(Instructions for the task) Write out all of the entries exactly, please.

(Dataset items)
= = = = = = =

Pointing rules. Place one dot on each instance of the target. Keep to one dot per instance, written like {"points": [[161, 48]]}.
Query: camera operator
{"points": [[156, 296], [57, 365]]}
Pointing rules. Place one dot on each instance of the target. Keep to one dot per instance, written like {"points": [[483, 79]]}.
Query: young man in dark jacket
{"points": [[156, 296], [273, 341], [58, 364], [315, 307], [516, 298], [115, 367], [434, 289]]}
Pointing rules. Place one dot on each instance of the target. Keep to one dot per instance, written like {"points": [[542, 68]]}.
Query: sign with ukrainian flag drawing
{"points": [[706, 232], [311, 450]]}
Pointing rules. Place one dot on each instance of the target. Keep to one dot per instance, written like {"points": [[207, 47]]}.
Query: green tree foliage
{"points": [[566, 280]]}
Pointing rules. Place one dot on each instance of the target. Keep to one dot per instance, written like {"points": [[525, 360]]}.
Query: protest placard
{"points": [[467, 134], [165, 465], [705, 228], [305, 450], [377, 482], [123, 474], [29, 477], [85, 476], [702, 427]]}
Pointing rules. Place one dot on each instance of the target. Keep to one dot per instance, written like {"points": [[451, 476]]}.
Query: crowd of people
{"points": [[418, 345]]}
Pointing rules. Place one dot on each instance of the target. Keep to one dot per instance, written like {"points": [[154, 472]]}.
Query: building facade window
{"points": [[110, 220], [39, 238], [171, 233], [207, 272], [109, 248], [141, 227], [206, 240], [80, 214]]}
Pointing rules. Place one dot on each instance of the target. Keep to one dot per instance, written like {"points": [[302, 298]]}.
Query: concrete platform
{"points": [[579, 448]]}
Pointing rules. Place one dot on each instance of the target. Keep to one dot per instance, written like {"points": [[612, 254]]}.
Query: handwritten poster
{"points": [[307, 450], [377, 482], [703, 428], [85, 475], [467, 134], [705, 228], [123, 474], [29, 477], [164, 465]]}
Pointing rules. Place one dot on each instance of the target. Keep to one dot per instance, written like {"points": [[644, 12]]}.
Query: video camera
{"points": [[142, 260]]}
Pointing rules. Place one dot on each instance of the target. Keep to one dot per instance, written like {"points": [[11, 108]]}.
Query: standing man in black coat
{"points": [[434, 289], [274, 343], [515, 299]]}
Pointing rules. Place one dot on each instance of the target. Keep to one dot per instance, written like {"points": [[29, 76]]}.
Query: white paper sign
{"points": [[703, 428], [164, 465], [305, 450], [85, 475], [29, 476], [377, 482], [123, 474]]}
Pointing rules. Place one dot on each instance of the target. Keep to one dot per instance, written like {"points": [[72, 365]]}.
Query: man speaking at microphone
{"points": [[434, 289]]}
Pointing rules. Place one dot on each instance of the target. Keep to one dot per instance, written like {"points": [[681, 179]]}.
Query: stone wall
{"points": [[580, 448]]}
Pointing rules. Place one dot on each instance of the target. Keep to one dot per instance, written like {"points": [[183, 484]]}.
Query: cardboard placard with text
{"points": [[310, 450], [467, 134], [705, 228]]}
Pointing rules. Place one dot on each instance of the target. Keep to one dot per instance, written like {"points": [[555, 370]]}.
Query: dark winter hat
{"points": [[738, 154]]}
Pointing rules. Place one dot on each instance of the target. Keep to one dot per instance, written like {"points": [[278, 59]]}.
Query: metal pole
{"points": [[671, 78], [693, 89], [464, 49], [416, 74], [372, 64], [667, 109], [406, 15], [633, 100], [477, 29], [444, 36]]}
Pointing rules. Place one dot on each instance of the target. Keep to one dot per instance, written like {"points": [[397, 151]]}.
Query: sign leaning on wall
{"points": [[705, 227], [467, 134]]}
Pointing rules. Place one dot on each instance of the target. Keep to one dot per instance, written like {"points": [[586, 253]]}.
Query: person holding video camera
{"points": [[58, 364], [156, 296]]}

= = = = = = =

(Reply to the exercise)
Pointing rules. Place one dot on each instance of the target. Keep to one dot per instance, written like {"points": [[161, 48]]}.
Query: camera operator
{"points": [[156, 296], [57, 365]]}
Pointing rules. Place one dot on each instance of the target. Keep to one dot per instance, written like {"points": [[483, 79]]}.
Query: young man in dark jacket
{"points": [[156, 296], [273, 341], [58, 364], [315, 307], [516, 298], [115, 367], [434, 289]]}
Pointing rules. Place one dot on each instance of the target. Keep to one dot per instance, written like {"points": [[542, 68]]}.
Query: sign with ukrainian flag drawing
{"points": [[706, 232], [311, 450]]}
Pointing rules. Place one dot on each instance of the target. Keep to one dot per instance, written like {"points": [[207, 47]]}.
Query: green tree foliage
{"points": [[566, 280]]}
Pointing rules. Place one dot on each instance of the target. Keep to one dot per instance, written like {"points": [[525, 360]]}.
Query: protest placard
{"points": [[467, 134], [165, 465], [705, 228], [305, 450], [377, 482], [123, 474], [29, 477], [85, 476], [702, 427]]}
Pointing rules. Place one dot on each instance of the target. Keep to one dot per instance, written like {"points": [[451, 476]]}.
Query: crowd of people
{"points": [[418, 345]]}
Pointing rules. Place one dot on each instance of the target. Keep to one dot per instance, written like {"points": [[154, 472]]}.
Query: building facade window
{"points": [[110, 220], [39, 238], [171, 233], [207, 272], [109, 248], [141, 227], [206, 240], [80, 214]]}
Pointing rules. Place one dot on each instance of the target. Keep to one dot per instance, written like {"points": [[302, 298]]}.
Query: concrete platform
{"points": [[579, 448]]}
Pointing rules. Place one dot on each instance of the target. Keep to one dot per instance, written like {"points": [[612, 254]]}.
Query: handwritten poster
{"points": [[307, 450], [377, 482], [703, 428], [85, 475], [467, 134], [705, 228], [123, 474], [29, 477], [164, 465]]}
Pointing rules. Place one dot on each instance of the target. Keep to one dot per instance, written like {"points": [[644, 12]]}.
Query: video camera
{"points": [[142, 260]]}
Pointing rules. Place one dot on each instance of the target. Keep to one dot per instance, written like {"points": [[11, 108]]}.
Query: standing man in black coat
{"points": [[434, 289], [274, 343], [515, 299]]}
Pointing rules. Place one dot on each instance of the target. Keep to one dot per instance, written like {"points": [[29, 76]]}.
Query: white paper sign
{"points": [[703, 428], [164, 465], [305, 450], [85, 475], [29, 476], [377, 482], [123, 474]]}
Pointing rules. Place one dot on each instance of the target. Keep to one dot per instance, written like {"points": [[72, 365]]}.
Query: man speaking at microphone
{"points": [[434, 289]]}
Pointing rules. Place one dot on each instance of the target. Keep to one dot per instance, written like {"points": [[681, 179]]}.
Query: stone wall
{"points": [[580, 448]]}
Pointing rules. Place one dot on each instance of the target. Keep to one dot per instance, written like {"points": [[183, 484]]}.
Query: cardboard placard with text
{"points": [[310, 450], [467, 134], [705, 228]]}
Pointing rules. Place one dot on each instance of the target. Keep to one dot per instance, written like {"points": [[555, 370]]}.
Query: dark winter hat
{"points": [[738, 154]]}
Pointing rules. Place one dot on each instance of the target. Keep to one dot per instance, written like {"points": [[278, 59]]}.
Query: metal pole
{"points": [[671, 78], [693, 89], [464, 49], [416, 74], [372, 64], [667, 109], [406, 15], [633, 100], [477, 29], [444, 36]]}
Pointing rules. Place one dot on each instance of the target. Keep to one dot per instance, written like {"points": [[397, 151]]}.
Query: sign leaning on wall
{"points": [[705, 227], [467, 134]]}
Pointing rules. Place one dot on each instance of the target. Keep to one dot per instance, written like {"points": [[586, 253]]}.
Query: person holding video camera
{"points": [[58, 364], [156, 296]]}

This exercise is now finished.